- ЗАДАНИЕ
Перепечатайте целиком текст о взглядах Леонтьева на либерализм, не меняя в нем ни слова и ни одного знака.

Концепция цивилизационного развития Константина Леонтьева, теория культурно-исторических типов Николая Данилевского и исторические им обоим реалии привели Константина Николаевича к следующему тезису, рассмотрение которого иллюстрирует третий период развития цивилизаций. Из многих самобытных культур, существовавших и существующих — за всю историю человечества — европейская цивилизация, несомненно, была во многих отношениях наиболее выдающейся. "Была" — пишет Леонтьев, потому как в XVII веке здесь зародилась, а к XX веку утвердилась либерально — эгалитарная модель развития, идеи которой, будучи приняты Европой за младенческие вскрики нарождающейся сверхцивилизации, оказались предсмертным кашлем умирающего организма старой цивилизации. И хотя пока больная жива, ясно видно, что она всё более теряет свои позиции. Европа полагает, что её "похитили" прагматичные родственники с соседнего континента, однако за много столетий до того, как выросла заокеанская дочь, Европа сама, в значительной степени, отвергла свои многовековые ценности. И здесь грохот пушек в Месопотамии совершенно созвучен как отсутствию в проекте общеевропейской конституции христианских ценностей, так и спору в самой неевропейской стране мира — нужна ли России православная культура.
Однако в Европе ли, в Америке ли, в Австралии, Японии или в ЮАР закрепилась новая идеология — они являются лишь носителями болезни, которые, как водится, сами умирают не так быстро как ни о чём не подозревающие заражённые — другие цивилизации.
Уничтожающая критика Леонтьевым либерализма строится на категорической несовместимости этой идеологии ни с одной традиционной ценностью ни самого Запада, ни России, ни Китая, ни любой другой цивилизации. Либеральная модель государственного развития очень широка и растяжима, и поэтому "у либералов все смутно, все спутано, все бледно, всего понемногу. Система либерализма есть, в сущности, отсутствие всякой системы, она есть лишь отрицание всех крайностей, боязнь всего последовательного и всего выразительного" (41). Либерализм — как плохой музыкальный инструмент, срезающий и высокие и низкие тона, оставляющий лишь все среднее, безликое и стандартизированное. Поэтому, — пишет Леонтьев, что-то одно, — либо плоды многотысячелетнего цветения культурных миров с их друг на друга непохожими, совсем не "общечеловеческими", и всегда консервативными в самозащите ценностями, либо серая универсальность либеральной всеотрицающей свободы.

Записи из набора данных

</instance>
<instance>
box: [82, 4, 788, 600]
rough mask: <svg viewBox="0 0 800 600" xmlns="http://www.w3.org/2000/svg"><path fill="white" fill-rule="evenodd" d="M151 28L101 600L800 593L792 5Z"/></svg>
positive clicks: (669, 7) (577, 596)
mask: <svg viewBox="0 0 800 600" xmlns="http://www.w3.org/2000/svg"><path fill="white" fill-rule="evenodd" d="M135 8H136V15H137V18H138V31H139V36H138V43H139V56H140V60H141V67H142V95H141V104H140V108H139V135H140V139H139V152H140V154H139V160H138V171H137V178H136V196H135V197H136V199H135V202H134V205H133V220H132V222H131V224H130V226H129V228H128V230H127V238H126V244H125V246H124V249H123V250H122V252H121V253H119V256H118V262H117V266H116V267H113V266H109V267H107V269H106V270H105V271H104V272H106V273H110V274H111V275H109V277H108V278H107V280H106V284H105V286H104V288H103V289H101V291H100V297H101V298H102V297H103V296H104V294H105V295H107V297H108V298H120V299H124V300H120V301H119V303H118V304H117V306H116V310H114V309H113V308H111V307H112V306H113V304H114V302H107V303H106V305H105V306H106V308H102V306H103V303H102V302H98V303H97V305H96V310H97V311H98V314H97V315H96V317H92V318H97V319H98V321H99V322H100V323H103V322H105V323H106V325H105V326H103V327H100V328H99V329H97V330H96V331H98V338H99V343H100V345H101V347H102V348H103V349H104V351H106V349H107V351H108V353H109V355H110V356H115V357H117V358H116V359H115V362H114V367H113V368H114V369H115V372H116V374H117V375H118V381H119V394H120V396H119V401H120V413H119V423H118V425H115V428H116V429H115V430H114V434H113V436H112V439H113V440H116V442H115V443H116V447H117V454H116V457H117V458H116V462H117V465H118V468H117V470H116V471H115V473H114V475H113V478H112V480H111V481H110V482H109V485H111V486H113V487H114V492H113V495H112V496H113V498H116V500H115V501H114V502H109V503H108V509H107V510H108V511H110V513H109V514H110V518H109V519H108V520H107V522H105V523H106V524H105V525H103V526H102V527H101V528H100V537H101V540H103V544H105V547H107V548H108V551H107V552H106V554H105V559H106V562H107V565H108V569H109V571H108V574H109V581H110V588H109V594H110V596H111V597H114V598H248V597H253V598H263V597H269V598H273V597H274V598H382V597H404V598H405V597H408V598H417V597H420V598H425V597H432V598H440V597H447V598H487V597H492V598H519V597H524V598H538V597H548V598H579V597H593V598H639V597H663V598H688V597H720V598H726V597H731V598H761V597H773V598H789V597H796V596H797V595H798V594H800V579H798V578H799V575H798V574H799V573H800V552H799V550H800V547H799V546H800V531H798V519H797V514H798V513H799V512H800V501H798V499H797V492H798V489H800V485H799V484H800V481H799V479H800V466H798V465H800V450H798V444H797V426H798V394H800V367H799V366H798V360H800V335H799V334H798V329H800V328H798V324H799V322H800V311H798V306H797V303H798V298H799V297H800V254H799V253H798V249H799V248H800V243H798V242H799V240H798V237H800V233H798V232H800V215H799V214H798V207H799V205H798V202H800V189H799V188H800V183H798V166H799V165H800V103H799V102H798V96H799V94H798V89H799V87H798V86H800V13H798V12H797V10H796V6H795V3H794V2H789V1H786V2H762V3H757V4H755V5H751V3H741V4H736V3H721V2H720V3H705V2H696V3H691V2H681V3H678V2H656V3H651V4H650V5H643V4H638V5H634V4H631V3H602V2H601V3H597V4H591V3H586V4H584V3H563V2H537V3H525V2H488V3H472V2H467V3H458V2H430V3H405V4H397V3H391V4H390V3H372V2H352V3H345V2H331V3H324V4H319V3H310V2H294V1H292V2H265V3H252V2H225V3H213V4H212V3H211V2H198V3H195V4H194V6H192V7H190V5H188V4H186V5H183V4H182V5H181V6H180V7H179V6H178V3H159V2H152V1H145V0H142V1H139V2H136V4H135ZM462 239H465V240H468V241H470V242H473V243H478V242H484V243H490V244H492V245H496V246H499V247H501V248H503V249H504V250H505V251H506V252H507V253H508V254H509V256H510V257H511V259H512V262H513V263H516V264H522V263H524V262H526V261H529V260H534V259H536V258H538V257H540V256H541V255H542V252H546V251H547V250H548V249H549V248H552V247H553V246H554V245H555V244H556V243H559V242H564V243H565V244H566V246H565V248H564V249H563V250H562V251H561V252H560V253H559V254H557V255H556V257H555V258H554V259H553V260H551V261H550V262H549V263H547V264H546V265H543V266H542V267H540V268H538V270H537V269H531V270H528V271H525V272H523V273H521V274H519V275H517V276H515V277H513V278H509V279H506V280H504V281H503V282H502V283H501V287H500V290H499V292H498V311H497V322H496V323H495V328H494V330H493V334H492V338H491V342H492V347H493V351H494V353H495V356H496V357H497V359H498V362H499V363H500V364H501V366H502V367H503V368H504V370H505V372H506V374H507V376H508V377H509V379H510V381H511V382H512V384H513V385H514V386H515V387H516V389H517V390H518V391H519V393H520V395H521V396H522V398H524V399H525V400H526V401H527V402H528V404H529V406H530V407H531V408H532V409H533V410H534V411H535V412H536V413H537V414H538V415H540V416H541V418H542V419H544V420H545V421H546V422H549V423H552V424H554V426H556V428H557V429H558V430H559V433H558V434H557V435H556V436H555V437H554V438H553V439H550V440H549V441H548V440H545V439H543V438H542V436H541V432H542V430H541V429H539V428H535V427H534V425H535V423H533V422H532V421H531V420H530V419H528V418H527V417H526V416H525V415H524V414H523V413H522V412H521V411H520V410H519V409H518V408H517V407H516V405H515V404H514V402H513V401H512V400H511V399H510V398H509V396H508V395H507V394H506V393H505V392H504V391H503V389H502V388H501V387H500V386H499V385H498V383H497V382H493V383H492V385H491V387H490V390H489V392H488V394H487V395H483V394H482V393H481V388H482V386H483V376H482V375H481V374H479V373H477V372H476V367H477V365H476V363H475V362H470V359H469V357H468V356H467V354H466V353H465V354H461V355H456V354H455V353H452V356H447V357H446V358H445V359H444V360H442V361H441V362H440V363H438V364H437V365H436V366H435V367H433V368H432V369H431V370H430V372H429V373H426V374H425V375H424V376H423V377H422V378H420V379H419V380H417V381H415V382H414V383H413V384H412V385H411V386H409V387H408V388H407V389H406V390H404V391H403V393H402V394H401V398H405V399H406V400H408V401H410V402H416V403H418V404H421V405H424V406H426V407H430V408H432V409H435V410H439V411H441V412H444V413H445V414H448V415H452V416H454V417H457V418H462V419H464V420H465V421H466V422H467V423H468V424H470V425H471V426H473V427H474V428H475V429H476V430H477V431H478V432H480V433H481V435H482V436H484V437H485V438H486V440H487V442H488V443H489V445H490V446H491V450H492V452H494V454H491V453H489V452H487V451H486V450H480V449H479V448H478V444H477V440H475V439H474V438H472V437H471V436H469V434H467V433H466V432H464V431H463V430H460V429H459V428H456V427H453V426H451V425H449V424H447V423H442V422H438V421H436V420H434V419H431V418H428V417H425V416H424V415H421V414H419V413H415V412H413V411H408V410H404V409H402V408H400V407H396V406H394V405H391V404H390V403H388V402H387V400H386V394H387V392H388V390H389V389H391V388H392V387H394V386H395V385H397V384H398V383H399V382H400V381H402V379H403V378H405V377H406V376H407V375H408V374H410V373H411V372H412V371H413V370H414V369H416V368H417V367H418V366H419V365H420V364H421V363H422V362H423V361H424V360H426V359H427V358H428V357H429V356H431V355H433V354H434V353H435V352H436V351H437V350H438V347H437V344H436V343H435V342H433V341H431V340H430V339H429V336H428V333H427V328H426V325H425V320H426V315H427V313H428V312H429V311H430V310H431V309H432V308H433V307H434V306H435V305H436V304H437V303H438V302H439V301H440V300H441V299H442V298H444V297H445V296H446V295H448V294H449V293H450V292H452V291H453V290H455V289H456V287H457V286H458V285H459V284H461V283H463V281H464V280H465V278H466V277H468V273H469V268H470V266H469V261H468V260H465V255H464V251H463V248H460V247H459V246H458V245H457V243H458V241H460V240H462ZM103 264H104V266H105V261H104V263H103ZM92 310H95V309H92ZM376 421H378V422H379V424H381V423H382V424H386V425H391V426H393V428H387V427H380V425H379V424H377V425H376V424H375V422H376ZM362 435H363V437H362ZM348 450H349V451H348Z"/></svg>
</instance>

- РЕШЕНИЕ
Концепция цивилизационного развития Константина Леонтьева, теория культурно-исторических типов Николая Данилевского и исторические им обоим реалии привели Константина Николаевича к следующему тезису, рассмотрение которого иллюстрирует третий период развития цивилизаций. Из многих самобытных культур, существовавших и существующих — за всю историю человечества — европейская цивилизация, несомненно, была во многих отношениях наиболее выдающейся. "Была" — пишет Леонтьев, потому как в XVII веке здесь зародилась, а к XX веку утвердилась либерально — эгалитарная модель развития, идеи которой, будучи приняты Европой за младенческие вскрики нарождающейся сверхцивилизации, оказались предсмертным кашлем умирающего организма старой цивилизации. И хотя пока больная жива, ясно видно, что она всё более теряет свои позиции. Европа полагает, что её "похитили" прагматичные родственники с соседнего континента, однако за много столетий до того, как выросла заокеанская дочь, Европа сама, в значительной степени, отвергла свои многовековые ценности. И здесь грохот пушек в Месопотамии совершенно созвучен как отсутствию в проекте общеевропейской конституции христианских ценностей, так и спору в самой неевропейской стране мира — нужна ли России православная культура.
Однако в Европе ли, в Америке ли, в Австралии, Японии или в ЮАР закрепилась новая идеология — они являются лишь носителями болезни, которые, как водится, сами умирают не так быстро как ни о чём не подозревающие заражённые — другие цивилизации.
Уничтожающая критика Леонтьевым либерализма строится на категорической несовместимости этой идеологии ни с одной традиционной ценностью ни самого Запада, ни России, ни Китая, ни любой другой цивилизации. Либеральная модель государственного развития очень широка и растяжима, и поэтому "у либералов все смутно, все спутано, все бледно, всего понемногу. Система либерализма есть, в сущности, отсутствие всякой системы, она есть лишь отрицание всех крайностей, боязнь всего последовательного и всего выразительного" (41). Либерализм — как плохой музыкальный инструмент, срезающий и высокие и низкие тона, оставляющий лишь все среднее, безликое и стандартизированное. Поэтому, — пишет Леонтьев, что-то одно, — либо плоды многотысячелетнего цветения культурных миров с их друг на друга непохожими, совсем не "общечеловеческими", и всегда консервативными в самозащите ценностями, либо серая универсальность либеральной всеотрицающей свободы.